# SHORT TASK 1
Which version of Calliope is listed in the sparse array discussion?
# SHORT TASK 2
Extend the sparse array discussion past its last line shown.

# EXCERPTED TEXT

-=-=-=-=-

Use of native sparse array support in xarray / pandas / netCDF #800

irm-codebase · 2024-07-06T12:39:20Z

irm-codebase
Jul 6, 2024
Collaborator

What can be improved?

Calliope should be more memory efficient! <- Finally this one is applicable

While checking how to better support sparsity in our ecosystem, I found about sparse. It is quite literally focused on the common use-case of super sparse data in ESOMs.

After some investigation, it seems like xarray either has, or is planning to, roll out support for this library: pydata/xarray#3213. pandas seems to have also rolled out support.

I propose to evaluate how to integrate this into calliope, with two key design goals in mind:

Cut out "fattening" that happens in herently in xarray setups.
Find a way to refer to the dim itself in our constraints for cases were they are ordered. Two use cases (for pathways):
- Being able to do "sum from year X to year Y"
- Being able to do use "year current - year installed", and then use it as a reference to get a time-sensitive parameter that depends on it (e.g., by passing it to an inner function like gamma, a linear efficiency decrease, etc).

Version

v0.7

brynpickering · 2024-07-06T13:21:25Z

brynpickering
Jul 6, 2024
Maintainer

We've investigated sparse arrays a few times in the past. The problem is the data types that can be handled sparsely. If it can now handle pyomo/gurobi objects then that's great!

0 replies

irm-codebase · 2024-07-06T13:56:53Z

irm-codebase
Jul 6, 2024
Collaborator Author

Can you elaborate on the incompatibility?
The linked thread has MESSAGEix and PyPSA modellers, so it might be possible through some method.
Here is another thread that goes in detail for xarray: pydata/xarray#1375

0 replies

brynpickering · 2024-07-09T15:36:12Z

brynpickering
Jul 9, 2024
Maintainer

I did some tests on this locally and it doesn't work out-of-the-box. Operations between sparse arrays don't work when the data types are objects, e.g.:

import calliope
import xarray

m = calliope.examples.urban_scale()
m.build(force=True)

# you can't transform an existing array into sparse, so this is a quick hack.
foo = xr.DataArray.from_series(m.backend.variables.flow_cap.to_series(), sparse=True)
bar = xr.DataArray.from_series(m.backend.parameters.flow_cap_max.to_series(), sparse=True)

foo * bar

[Out] TypeError: Implicit conversion of Pyomo numeric value (parameters[flow_cap_max][12]*variables[flow_cap][0]) to float is disabled.
This error is often the result of using Pyomo components as arguments to
one of the Python built-in math module functions when defining
expressions. Avoid this error by using Pyomo-provided math functions or
explicitly resolving the numeric value using the Pyomo value() function.

I've also tried setting the fill value of foo and bar to non-NaN vals and using np.multiply(foo, bar, dtype=np.object_). These all end up creating dtype issues in the scipy.sparse library, e.g.:

File ~/miniforge3/envs/calliope/lib/python3.12/site-packages/sparse/_umath.py:542, in _Elemwise._get_fill_value(self)
    540 # Store dtype separately if needed.
    541 if self.dtype is not None:
--> 542     fill_value = fill_value.astype(self.dtype)

-=-=-=-=-

(Records contained in a dataset)
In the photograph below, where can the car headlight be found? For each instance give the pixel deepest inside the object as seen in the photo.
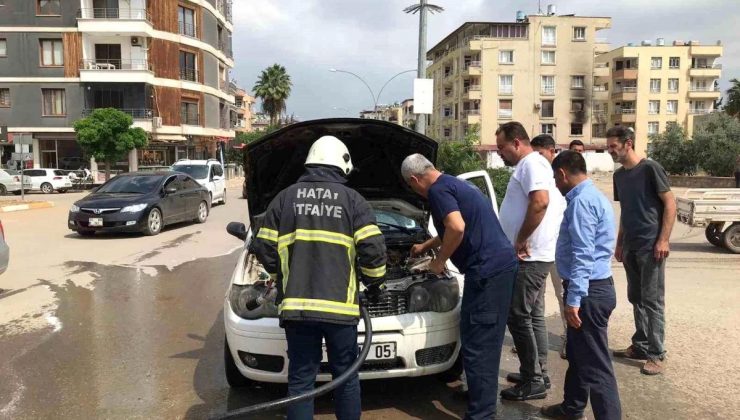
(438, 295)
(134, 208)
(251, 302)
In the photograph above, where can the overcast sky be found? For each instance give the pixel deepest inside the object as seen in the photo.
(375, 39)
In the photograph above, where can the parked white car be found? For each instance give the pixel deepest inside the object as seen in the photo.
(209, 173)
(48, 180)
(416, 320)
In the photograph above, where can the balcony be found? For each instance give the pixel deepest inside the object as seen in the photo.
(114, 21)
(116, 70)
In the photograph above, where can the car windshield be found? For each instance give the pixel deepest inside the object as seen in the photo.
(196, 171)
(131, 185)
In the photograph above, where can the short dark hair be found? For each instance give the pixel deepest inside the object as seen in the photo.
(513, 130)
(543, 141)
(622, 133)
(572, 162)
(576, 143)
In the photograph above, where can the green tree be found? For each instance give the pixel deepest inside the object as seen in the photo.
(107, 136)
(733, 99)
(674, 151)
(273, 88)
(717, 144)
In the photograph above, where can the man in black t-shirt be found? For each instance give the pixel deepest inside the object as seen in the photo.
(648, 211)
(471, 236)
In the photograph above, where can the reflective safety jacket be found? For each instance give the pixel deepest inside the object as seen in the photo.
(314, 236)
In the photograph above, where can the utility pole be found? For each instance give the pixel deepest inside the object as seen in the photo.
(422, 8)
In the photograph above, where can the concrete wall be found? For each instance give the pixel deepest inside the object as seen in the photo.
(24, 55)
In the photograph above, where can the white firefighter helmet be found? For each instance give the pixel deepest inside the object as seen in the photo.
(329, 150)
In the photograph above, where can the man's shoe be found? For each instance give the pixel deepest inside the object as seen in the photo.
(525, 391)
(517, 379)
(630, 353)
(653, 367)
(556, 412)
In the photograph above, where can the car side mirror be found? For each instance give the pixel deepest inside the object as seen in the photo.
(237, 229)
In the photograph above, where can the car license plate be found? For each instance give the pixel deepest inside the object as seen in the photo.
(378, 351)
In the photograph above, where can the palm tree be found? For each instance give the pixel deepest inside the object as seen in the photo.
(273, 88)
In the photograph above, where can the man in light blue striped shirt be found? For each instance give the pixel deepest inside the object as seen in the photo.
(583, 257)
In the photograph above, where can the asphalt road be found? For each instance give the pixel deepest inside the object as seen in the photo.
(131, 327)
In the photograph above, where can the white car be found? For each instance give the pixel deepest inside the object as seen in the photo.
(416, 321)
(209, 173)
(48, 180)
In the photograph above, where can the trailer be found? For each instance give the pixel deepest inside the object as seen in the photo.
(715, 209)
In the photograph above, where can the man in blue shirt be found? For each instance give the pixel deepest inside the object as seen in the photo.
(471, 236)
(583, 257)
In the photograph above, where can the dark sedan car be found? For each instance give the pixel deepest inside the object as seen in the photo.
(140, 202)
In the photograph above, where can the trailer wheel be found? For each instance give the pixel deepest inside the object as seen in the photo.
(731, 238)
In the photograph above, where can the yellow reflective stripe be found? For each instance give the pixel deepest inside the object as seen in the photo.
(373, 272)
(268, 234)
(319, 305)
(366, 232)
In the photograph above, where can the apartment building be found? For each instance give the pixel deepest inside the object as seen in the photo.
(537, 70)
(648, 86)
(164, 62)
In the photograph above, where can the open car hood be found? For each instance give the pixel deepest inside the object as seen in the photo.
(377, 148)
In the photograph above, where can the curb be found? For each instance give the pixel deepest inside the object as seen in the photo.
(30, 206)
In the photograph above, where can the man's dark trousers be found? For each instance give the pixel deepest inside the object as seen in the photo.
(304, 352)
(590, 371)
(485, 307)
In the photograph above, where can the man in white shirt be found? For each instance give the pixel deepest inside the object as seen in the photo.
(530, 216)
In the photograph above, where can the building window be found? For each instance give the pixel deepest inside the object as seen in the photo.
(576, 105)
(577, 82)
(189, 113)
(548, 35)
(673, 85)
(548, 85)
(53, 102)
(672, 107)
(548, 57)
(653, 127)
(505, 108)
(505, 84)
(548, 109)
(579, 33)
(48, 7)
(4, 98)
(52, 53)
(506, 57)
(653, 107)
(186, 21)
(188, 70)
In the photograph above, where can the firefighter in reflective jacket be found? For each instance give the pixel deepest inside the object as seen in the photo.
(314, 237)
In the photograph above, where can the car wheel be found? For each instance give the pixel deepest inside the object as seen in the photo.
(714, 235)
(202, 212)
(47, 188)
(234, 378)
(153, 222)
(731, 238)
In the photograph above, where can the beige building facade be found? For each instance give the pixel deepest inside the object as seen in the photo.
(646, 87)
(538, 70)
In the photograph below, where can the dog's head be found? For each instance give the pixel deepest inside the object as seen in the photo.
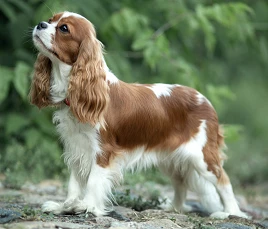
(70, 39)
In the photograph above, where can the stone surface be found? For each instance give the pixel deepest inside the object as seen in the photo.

-=-=-=-=-

# EXERCISE RESPONSE 1
v0.7

# EXERCISE RESPONSE 2
    544 self.fill_value = fill_value
    545 self.dtype = self.fill_value.dtype

AttributeError: 'float' object has no attribute 'astype'

File ~/miniforge3/envs/calliope/lib/python3.12/site-packages/sparse/_umath.py:524, in _Elemwise._get_fill_value(self)
    521     fill_value_array = self.func(*np.broadcast_arrays(*zero_args), **self.kwargs)
    523 try:
--> 524     fill_value = fill_value_array[(0,) * fill_value_array.ndim]
    525 except IndexError:
    526     zero_args = tuple(
    527         arg.fill_value if isinstance(arg, COO) else _zero_of_dtype(arg.dtype) for arg in self.args
    528     )

AttributeError: 'float' object has no attribute 'ndim'

File ~/miniforge3/envs/calliope/lib/python3.12/site-packages/sparse/_umath.py:545, in _Elemwise._get_fill_value(self)
    542     fill_value = fill_value.astype(self.dtype)
    544 self.fill_value = fill_value
--> 545 self.dtype = self.fill_value.dtype

AttributeError: 'float' object has no attribute 'dtype'

It works fine for operations on purely numeric data, just not when working with object arrays.

0 replies

irm-codebase · 2024-07-19T08:46:00Z

irm-codebase
Jul 19, 2024
Collaborator Author

@brynpickering after messing around with the backend, I see what you mean... this one will be tough.

The big issue here is that np.nan consumes the same amount of memory as a float (64 bits), and we currently have nan for stuff like carriers (i.e., adding a new carrier will add nans for all cases with that dim). So, adding a single heat technology to an electricity only model may bloat some parts by twice the amount of memory.

Pyomo does support sparsity natively... but I do not yet know the backend well enough to know how/what needs to change.

Algorithmically, a solution should be possible if we have full determinism when flattening matrixes. i.e., we always know the following:

the maximum number of dims combinations.
the order in which dims will be added in relation to each other.
the order in which elements in each dim will be added.

Not sure if we currently have this, but it should allow us to lazily fill in sparse vectors and then drop them to the backend. At least in theory...

0 replies

brynpickering · 2024-07-19T10:21:13Z

brynpickering
Jul 19, 2024
Maintainer

We're already effectively using dense arrays as far as Pyomo is concerned. It's the application of operations across N dimensions (incl. broadcasting capabilities) that we benefit from by also representing those objects in NaN-filled arrays. We came from this full determinism in v0.6 to what we have now because it is very messy to ensure this in a generalised way, especially when math components don't share the exact same dimensions.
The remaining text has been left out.